● **Texto selecionado**:

>>>

Em seu estudo sobre envolvimento paterno e apego pai–bebê, Caldera (2004) relatou que o pai mais envolvido no cuidado de seu bebê acaba descrevendo este como mais propenso a se engajar socialmente com outras crianças, a brincar independentemente, ser obediente ao próprio pai, e participar de uma relação harmoniosa com ele.
Diversos fatores, como renda (não percebida como baixa), características do trabalho (muitas recompensas e pouco estresse), características individuais (habilidades positivas de enfrentamento, possuir mais crenças centradas na criança, querer ser como seu próprio pai) e da família (casamento harmonioso, esposa menos ocupada com o trabalho e mais engajada quando brincando com a criança, a criança ser do sexo masculino e com temperamento fácil) interferem no tipo de envolvimento que os pais têm com seus filhos (Goldberg, Clarke-Stewart, Rice & Delis, 2002). Além disso, a presença da mãe pode diminuir a freqüência de interações do pai com seu filho e a participação do pai nas atividades domésticas e de cuidados com a criança (da Silva, 2003; da Silva & Aiello, 2004; Goldberg & cols., 2002).
Apesar das demonstrações de pesquisas que vêm se apresentando na literatura internacional sobre o papel do pai, com relação ao Brasil, ainda é preciso investigar melhor esse papel. A esse respeito, Lewis e Dessen (1999), apontam a necessidade de conhecer as características demográficas das famílias, o tempo e o envolvimento dos pais com suas crianças. O que já se sabe é que o papel do pai no contexto atual é muito complexo. Por exemplo, Dessen e Lewis (1998) descrevem quatro tipos de papéis do pai: o pai biológico; alguém que provê a subsistência da criança (pai econômico); um homem (ou homens) que a criança identifica como uma figura de pai (pai social); e alguém que é legalmente identificado como um pai. Um homem pode desempenhar todos esses papéis, embora cada um possa ser desempenhado por diferentes homens. Esses autores também colocam que os papéis que os pais têm adotado podem ser vistos, em uma perspectiva cultural e histórica, como: 1) tradicional, no qual atividades primárias centram-se ao redor do mundo do trabalho, tendo pouco a fazer em relação às atividades de cuidar de suas crianças; 2) moderno, vêem o desenvolvimento bem sucedido da criança como um objetivo importante, especialmente nas áreas de desenvolvimento da identidade do papel sexual, desempenho acadêmico e desenvolvimento moral; ou 3) emergente, no qual o pai participa mais igualmente com sua esposa das atividades de cuidados da criança.
O pai de indivíduos com necessidades especiais e algumas questões metodológico-científicas
Considerando as famílias de pessoas com necessidades especiais, pesquisas têm apontado a falta de estudos sobre as variáveis relacionadas ao pai que afetam o desenvolvimento de seu filho e a negligência de estudos sobre famílias de indivíduos deficientes em relação ao pai (Glat, 1996; Omote, 1998). Pereira-Silva (2003) afirma que:
a inclusão dos diversos membros familiares na pesquisa torna-se uma necessidade metodológica, sobretudo quando se trata de investigar os relacionamentos da família, particularmente daqueles de crianças com Síndrome de Down. Embora não se tenha dúvida a respeito da importância do papel desempenhado pela família no desenvolvimento da criança com deficiência, pouco se conhece sobre a sua dinâmica e funcionamento enquanto grupo (p. 1).

<<<

● **Instruções do exercício**:
- a) No texto sobre o papel do pai, quantos tipos de papéis paternos são descritos por Dessen e Lewis (1998)?
- b) Por favor, transcreva literalmente o trecho do texto sobre o papel do pai que vai de "O pai de indivíduos" a "grupo (p. 1).".
- c) Dê continuidade ao texto sobre o papel do pai a partir do ponto em que ele termina.

● **Dados brutos**:
>>>

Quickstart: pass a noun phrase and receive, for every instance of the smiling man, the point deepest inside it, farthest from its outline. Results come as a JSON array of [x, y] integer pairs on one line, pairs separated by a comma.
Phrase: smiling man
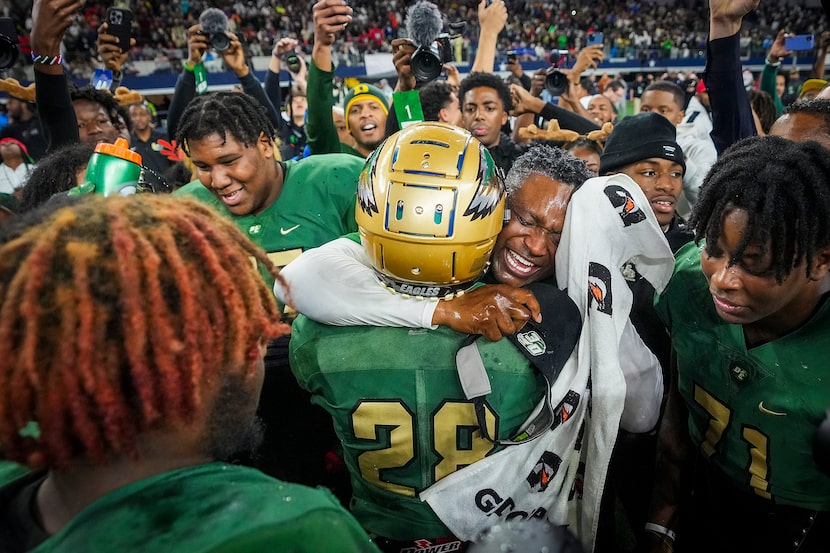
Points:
[[485, 103], [284, 207], [365, 106]]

<<<

● **Respostas**:
- a) Quatro.

- b)
O pai de indivíduos com necessidades especiais e algumas questões metodológico-científicas
Considerando as famílias de pessoas com necessidades especiais, pesquisas têm apontado a falta de estudos sobre as variáveis relacionadas ao pai que afetam o desenvolvimento de seu filho e a negligência de estudos sobre famílias de indivíduos deficientes em relação ao pai (Glat, 1996; Omote, 1998). Pereira-Silva (2003) afirma que:
a inclusão dos diversos membros familiares na pesquisa torna-se uma necessidade metodológica, sobretudo quando se trata de investigar os relacionamentos da família, particularmente daqueles de crianças com Síndrome de Down. Embora não se tenha dúvida a respeito da importância do papel desempenhado pela família no desenvolvimento da criança com deficiência, pouco se conhece sobre a sua dinâmica e funcionamento enquanto grupo (p. 1).

- c)
Lamb e Billings (1997) comentam que, nos últimos anos, muita atenção foi dada ao impacto de uma criança deficiente no ajustamento e satisfação marital de seus pais, mas apenas na perspectiva da mãe. Como resultado, ainda não sabemos quanto tempo o pai gasta com suas crianças, como ele gasta esse tempo ou como seus pensamentos e relações são afetadas pelas inabilidades de seu filho. Bailey, Blasco e Simeonsson (1992) relatam que pesquisas têm focado duas questões. Uma se referindo à extensão com a qual o nascimento de uma criança com deficiência causa impacto no pai e a correspondência entre as respostas paternas a esse impacto comparadas às relatadas pelas mães. A outra é com que extensão os pais (homens) são envolvidos com suas crianças ou com serviços oferecidos à criança. Nessa área, as descobertas têm sido variadas: às vezes, as mães são mais envolvidas; em outras, os pais gastam um tempo significativo com seus filhos com necessidades especiais.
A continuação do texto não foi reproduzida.